[Referring expression pointing data]
————————
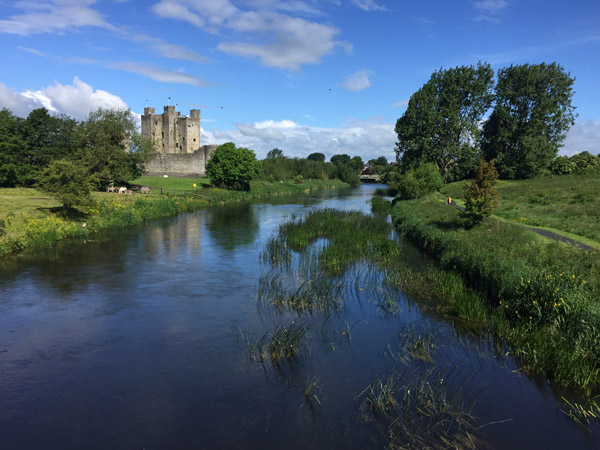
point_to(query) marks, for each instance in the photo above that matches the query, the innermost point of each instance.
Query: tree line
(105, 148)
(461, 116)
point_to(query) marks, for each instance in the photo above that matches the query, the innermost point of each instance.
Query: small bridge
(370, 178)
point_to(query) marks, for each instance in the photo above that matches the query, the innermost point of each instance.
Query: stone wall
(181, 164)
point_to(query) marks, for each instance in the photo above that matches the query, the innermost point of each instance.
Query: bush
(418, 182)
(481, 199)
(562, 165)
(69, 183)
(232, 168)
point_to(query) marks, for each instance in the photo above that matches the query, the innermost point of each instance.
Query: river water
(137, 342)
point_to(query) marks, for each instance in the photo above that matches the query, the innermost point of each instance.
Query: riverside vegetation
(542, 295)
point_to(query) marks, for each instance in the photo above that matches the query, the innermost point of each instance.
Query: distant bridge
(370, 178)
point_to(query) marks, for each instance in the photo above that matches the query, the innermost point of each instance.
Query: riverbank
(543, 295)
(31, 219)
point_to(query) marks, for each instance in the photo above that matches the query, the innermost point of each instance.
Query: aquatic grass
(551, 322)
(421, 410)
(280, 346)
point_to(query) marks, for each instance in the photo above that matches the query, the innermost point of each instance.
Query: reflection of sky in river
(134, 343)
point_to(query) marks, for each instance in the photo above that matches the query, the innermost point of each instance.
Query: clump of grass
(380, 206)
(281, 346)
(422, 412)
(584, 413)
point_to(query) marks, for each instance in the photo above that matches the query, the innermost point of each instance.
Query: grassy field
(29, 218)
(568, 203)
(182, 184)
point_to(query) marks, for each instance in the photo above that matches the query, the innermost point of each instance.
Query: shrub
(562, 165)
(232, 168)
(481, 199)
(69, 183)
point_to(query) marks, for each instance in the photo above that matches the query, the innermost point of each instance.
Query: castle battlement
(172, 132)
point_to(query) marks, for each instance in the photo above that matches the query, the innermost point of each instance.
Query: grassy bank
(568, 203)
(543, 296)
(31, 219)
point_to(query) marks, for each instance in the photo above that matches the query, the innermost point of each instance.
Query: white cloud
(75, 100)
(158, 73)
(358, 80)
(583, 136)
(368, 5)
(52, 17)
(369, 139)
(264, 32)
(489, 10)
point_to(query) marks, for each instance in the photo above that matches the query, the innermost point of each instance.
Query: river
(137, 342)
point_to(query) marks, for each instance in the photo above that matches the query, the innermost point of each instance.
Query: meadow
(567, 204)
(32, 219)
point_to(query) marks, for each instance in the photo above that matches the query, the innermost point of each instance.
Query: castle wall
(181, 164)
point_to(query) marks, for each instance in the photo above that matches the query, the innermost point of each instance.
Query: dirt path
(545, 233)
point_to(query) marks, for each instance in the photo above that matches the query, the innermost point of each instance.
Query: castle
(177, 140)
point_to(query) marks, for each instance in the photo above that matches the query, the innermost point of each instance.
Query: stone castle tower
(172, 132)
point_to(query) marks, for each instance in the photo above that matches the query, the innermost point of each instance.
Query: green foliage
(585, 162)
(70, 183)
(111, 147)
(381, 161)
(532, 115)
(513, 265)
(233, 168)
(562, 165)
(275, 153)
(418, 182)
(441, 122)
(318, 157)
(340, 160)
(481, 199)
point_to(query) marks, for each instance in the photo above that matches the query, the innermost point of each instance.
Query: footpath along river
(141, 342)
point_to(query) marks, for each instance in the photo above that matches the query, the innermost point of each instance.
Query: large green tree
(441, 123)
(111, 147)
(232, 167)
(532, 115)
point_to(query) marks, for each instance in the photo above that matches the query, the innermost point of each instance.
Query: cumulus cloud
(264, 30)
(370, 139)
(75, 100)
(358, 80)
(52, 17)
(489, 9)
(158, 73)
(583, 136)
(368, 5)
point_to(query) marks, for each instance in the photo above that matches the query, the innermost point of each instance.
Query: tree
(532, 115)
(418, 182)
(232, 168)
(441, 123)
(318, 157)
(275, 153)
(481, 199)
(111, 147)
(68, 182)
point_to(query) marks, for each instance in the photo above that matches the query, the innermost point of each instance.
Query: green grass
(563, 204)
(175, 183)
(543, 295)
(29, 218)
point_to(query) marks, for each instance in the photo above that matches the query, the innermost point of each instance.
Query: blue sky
————————
▶ AIM OF THE TASK
Please repeat each record exactly and keep every picture out of the copy.

▶ OUTPUT FOR THIS EXERCISE
point_to(query) marks, for each instance in the photo above that matches the query, the innermost point of each instance.
Query: tree line
(105, 148)
(461, 116)
point_to(query) marks, for each instance in the photo above that matches the query, the innermost point of each instance.
Query: small bridge
(370, 178)
point_to(query) marks, for each instance in the photo above that matches the query, the innermost point of each instance.
Query: stone wall
(181, 164)
point_to(query) marks, for each instance in the photo above that matches the query, the innermost point of each instance.
Query: bush
(418, 182)
(481, 199)
(562, 165)
(69, 183)
(232, 168)
point_to(query) marks, for each instance in the photo above that matches the query, the innermost point of each instance.
Query: river water
(137, 342)
point_to(query) marks, for each instance in the photo above that matches the query, the innermost point of each instance.
Query: riverside vegetation
(542, 295)
point_to(query) marks, for each instance in the photo above that matches the query, the innermost point of each instance.
Query: distant bridge
(370, 178)
point_to(query) marks, for each instance in the photo above that matches the query, the innermost point of each instance.
Query: riverbank
(543, 295)
(31, 219)
point_to(query) marks, for each instance in the photo above that matches the query, the innermost point of each instance.
Query: aquatic grass
(551, 322)
(421, 410)
(280, 346)
point_to(query) marks, for each instance in the photo above that matches the query, the innermost point of each instance.
Query: reflection of sky in river
(134, 343)
point_to(query) marks, for each instance in the photo above that matches the query, the innermost point of each instance.
Query: clump of grass
(380, 206)
(281, 346)
(422, 412)
(584, 413)
point_to(query) marks, for each instance in the photo above that matches the query, the innermost point of each instance.
Query: grassy field
(29, 218)
(568, 203)
(182, 184)
point_to(query) marks, for each instance in the photo above that matches the query, the innermost point of each instance.
Query: shrub
(562, 165)
(232, 168)
(481, 199)
(69, 183)
point_to(query) marks, for each instance in the photo above that matches the query, the innermost point of each instance.
Query: castle battlement
(172, 132)
point_to(query) marks, for each instance in the photo above that matches the query, the innermost point of each instance.
Query: grassy bank
(568, 203)
(543, 296)
(31, 219)
point_to(query) marks, for each instance in the photo above that matches the query, the innermost point of each instance.
Query: white cloud
(75, 100)
(158, 73)
(358, 80)
(583, 136)
(368, 5)
(52, 17)
(369, 139)
(264, 32)
(489, 10)
point_to(query) marks, for each instance in the photo above that matches the query, the innermost point of each instance.
Query: river
(137, 342)
point_to(query) marks, for each instance in the photo above that matches the query, the innermost point of each instance.
Query: meadow
(567, 204)
(32, 219)
point_to(query) marks, for each instance in the photo above that matches the query, the innermost point of each instance.
Query: castle wall
(181, 164)
point_to(query) marks, for each instance in the photo above that matches the query, the innermost point of each instance.
Query: dirt path
(545, 233)
point_to(query) marks, for each instance in the photo above that matches the query, the innermost point of each instance.
Query: castle
(177, 140)
point_to(query) marks, for each instance in the photo above that matches the query, the innermost point of each instance.
Query: stone castle tower
(172, 132)
point_to(query) marks, for each instance in the photo above that matches the query, the innermost point of each instance.
Query: green foliage
(585, 162)
(70, 183)
(111, 147)
(381, 161)
(532, 115)
(513, 265)
(233, 168)
(562, 165)
(275, 153)
(418, 182)
(441, 122)
(318, 157)
(340, 160)
(481, 199)
point_to(query) marks, for each instance in the photo above that matches the query, the innermost point of each instance.
Query: footpath along river
(141, 342)
point_to(query) marks, for each instance in the photo above that matches the query, the innermost point of each instance.
Query: large green tree
(441, 123)
(111, 147)
(232, 167)
(532, 115)
point_to(query) marks, for each instance in the photo above that matches the query, the innermost point of each instance.
Query: cumulus cloud
(264, 30)
(370, 139)
(75, 100)
(358, 80)
(52, 17)
(489, 9)
(158, 73)
(583, 136)
(368, 5)
point_to(query) marks, for each instance in the photo above that matches the query, the innermost point of each instance.
Query: tree
(532, 115)
(418, 182)
(232, 168)
(441, 123)
(318, 157)
(275, 153)
(481, 199)
(111, 147)
(68, 182)
point_to(query) marks, for each instance in the photo above that matches the query, the innermost point of each instance.
Query: green grass
(563, 204)
(175, 183)
(543, 295)
(29, 218)
point_to(query) marks, for each instance in the photo above that matches the query, the innermost point of each instance.
Query: blue sky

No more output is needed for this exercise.